#### TEXT

# Schlechtes Bild mit Medion TV-Tuner 7134



## KingBeike (28. Mai 2010)

Hallo Leute!

Also folgendes Problem:

Ich habe aus einem alten Medion Pc die im Titel genannte TV Karte ausgebaut und auf mein Asus P5Q Pro draufgesetzt, per PCI.

Alles gut soweit, Windows 7 erkannte die Karte und installierte auch direkt einen passenden Treiber.

Nun noch schnell eine Tv Software aufgespielt und nach Sendern gesucht. Fand auch alle die ich an meinem TV hab und spielt diese auch ohne murren mit Ton ab.

Allerdings habe ich eine Grausame Bildqualität. Das bild is voll Schlieren und wellenartig ziehen sich Verzerrungen nach oben.

Die Karte ist allerdings nur per PCI angeschlossen. Auf der Karte sind aber noch 3 weitere anschlüsse, ein Gelber, ein Weißer und ein Roter. Ich vermute für Audio (links und rechts) und für Video.

########

ZU ERLEDIGENDE AUFGABEN ->
a) Kannst du im Forumsbeitrag zum TV-Tuner den Absatz, der mit „Die Karte ist allerdings nur per PCI angeschlossen“ beginnt, als knappe Liste wiedergeben und dabei seine wesentlichen Angaben behalten?
b) Wie geht der Forumsbeitrag zum TV-Tuner weiter? Schreibe ihn im Anschluss an seinen letzten Satz fort.

#### AUFGELISTETE EINTRÄGE

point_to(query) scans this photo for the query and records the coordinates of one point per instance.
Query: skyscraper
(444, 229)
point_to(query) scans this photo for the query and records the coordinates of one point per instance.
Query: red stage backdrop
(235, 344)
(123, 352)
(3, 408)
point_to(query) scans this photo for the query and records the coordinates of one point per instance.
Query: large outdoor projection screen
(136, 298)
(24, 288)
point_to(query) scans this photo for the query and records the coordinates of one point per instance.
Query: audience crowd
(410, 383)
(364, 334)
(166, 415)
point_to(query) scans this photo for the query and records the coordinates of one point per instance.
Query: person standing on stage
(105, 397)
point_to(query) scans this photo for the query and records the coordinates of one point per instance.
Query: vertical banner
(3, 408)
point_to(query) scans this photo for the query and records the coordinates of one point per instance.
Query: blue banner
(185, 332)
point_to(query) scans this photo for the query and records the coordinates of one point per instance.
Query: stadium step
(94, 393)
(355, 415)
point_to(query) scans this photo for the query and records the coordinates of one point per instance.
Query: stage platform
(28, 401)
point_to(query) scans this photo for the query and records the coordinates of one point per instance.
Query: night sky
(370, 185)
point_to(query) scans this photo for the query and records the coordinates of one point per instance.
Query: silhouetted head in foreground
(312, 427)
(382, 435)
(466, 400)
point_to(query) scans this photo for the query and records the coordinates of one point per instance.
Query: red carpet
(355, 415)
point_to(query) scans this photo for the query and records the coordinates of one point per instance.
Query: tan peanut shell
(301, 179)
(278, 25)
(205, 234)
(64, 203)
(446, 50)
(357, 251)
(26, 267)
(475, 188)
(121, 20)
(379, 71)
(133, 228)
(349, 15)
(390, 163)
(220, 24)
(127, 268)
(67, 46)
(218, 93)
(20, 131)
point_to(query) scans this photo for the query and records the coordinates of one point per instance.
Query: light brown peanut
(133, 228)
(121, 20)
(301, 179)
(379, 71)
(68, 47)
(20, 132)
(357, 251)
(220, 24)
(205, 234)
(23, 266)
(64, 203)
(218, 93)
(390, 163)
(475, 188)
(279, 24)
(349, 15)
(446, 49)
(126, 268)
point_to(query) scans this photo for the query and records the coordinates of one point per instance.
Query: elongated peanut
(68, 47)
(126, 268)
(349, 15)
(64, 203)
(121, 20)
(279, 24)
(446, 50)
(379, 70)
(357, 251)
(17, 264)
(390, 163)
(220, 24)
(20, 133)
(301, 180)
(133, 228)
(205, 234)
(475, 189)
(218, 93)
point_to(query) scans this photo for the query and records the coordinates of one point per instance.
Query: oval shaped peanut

########

LÖSUNGEN ->
a)
- Die Karte ist nur über PCI angeschlossen.
- Auf der Karte gibt es drei weitere Anschlüsse: einen gelben, einen weißen und einen roten.
- Vermutet wird, dass diese für Audio (links und rechts) und für Video gedacht sind.

b)
Ein Bilder der Karte: http://www.knietzsch.com/computer/MD8008/MD8008_TV-Tuner%207134%20ISDN%20Vorderseite.jpg

Könnte es daran liegen das dort nichts angeschlossen ist? Aber wo sollte ich die Kabel an meinem Mainboard anschließen? 

Ich hoffe ihr könnt mir helfen. 

Danke im Vorraus!


----------



## Painkiller (28. Mai 2010)

Sieht ja fast so aus, als ob du den Stromstecker vergessen hast...

Kenn das von meiner X-FI... Die braucht auch so einen.... Das gibts einen 4Pin-Adapter dafür...

Edit. Aber 100% sicher bin ich mir nicht... Hab keine TV-Karte


----------



## KingBeike (28. Mai 2010)

Ich sehe keine Möglichkeit da einen Stromstecker anzubringen??? Der schwarze Anschluss is für das intergrierte Modem.

Wo sollte ich denn da Strom anschließen? Zieht die Karte mehr Saft als der PCI Slot liefert?


----------



## Painkiller (28. Mai 2010)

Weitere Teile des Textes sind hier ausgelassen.